## What you need to do
Repeat the lines from the one containing "Please locate the dry straw" through the one containing "[0,344,600,693]", including both of those lines.

## Provided information
..............................

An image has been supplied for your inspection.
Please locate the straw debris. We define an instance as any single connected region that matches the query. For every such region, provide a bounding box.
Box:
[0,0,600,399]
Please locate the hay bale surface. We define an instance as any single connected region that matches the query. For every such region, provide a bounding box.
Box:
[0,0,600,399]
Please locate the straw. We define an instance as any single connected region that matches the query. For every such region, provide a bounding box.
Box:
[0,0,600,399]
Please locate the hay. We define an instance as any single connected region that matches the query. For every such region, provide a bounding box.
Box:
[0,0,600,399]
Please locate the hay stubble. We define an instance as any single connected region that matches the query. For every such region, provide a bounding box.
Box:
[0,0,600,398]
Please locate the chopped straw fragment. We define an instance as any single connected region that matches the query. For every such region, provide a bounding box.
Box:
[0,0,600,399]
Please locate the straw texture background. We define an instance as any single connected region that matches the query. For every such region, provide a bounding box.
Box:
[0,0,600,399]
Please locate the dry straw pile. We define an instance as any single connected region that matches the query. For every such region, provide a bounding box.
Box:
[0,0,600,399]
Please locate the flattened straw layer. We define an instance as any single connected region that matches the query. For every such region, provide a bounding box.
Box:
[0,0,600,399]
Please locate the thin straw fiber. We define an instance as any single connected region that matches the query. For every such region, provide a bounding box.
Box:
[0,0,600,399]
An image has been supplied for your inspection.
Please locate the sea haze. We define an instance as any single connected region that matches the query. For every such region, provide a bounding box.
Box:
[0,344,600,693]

..............................

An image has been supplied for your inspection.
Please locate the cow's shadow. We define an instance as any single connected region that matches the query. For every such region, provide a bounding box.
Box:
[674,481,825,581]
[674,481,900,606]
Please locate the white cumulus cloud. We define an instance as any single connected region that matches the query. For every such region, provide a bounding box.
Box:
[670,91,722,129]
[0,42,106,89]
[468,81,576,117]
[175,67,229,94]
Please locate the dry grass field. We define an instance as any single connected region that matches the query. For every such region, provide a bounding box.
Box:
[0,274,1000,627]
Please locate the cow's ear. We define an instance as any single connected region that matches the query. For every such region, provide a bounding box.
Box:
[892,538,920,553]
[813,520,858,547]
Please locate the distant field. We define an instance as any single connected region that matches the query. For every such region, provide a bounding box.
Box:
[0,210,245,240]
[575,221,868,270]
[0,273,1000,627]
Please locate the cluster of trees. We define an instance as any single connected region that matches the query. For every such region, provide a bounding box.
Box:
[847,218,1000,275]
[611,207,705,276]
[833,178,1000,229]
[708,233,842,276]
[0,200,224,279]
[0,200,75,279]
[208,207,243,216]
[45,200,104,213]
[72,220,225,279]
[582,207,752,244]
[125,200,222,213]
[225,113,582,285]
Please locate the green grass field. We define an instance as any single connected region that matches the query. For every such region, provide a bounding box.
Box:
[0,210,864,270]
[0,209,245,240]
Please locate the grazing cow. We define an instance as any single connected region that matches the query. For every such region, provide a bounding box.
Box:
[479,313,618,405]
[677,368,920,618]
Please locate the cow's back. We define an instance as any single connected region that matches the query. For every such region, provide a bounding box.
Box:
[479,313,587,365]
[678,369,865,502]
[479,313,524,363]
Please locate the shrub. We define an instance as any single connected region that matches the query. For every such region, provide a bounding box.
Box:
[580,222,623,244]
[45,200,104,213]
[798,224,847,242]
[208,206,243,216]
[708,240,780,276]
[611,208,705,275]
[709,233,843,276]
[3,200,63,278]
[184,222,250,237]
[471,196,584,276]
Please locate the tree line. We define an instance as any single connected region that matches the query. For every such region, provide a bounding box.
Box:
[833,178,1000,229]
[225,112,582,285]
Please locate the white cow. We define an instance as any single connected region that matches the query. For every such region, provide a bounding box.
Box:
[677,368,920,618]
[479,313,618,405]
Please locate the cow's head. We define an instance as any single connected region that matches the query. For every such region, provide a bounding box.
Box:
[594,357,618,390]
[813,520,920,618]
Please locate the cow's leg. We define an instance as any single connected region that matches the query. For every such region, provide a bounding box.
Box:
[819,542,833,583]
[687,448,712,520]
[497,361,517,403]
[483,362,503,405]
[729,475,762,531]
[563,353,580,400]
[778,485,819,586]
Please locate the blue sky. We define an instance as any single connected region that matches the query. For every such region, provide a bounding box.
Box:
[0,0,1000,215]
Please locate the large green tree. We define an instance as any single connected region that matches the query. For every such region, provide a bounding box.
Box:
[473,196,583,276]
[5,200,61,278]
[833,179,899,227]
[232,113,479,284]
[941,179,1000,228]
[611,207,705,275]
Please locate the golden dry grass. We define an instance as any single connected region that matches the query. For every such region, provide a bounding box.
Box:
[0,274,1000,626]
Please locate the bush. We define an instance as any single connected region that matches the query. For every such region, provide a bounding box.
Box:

..............................

## Response
Please locate the dry straw pile. We define an instance as any single connected region that matches the query. For every such region, provide a bounding box.
Box:
[0,0,600,399]
Please locate the flattened straw layer. We define an instance as any single connected region that matches the query. For every such region, provide a bounding box.
Box:
[0,0,600,399]
Please locate the thin straw fiber. We define an instance as any single connected region that matches the query. For every such region, provide a bounding box.
Box:
[0,0,600,399]
An image has been supplied for your inspection.
Please locate the sea haze. We define an instance as any single connected region that matches the query. For every such region, provide a bounding box.
Box:
[0,344,600,693]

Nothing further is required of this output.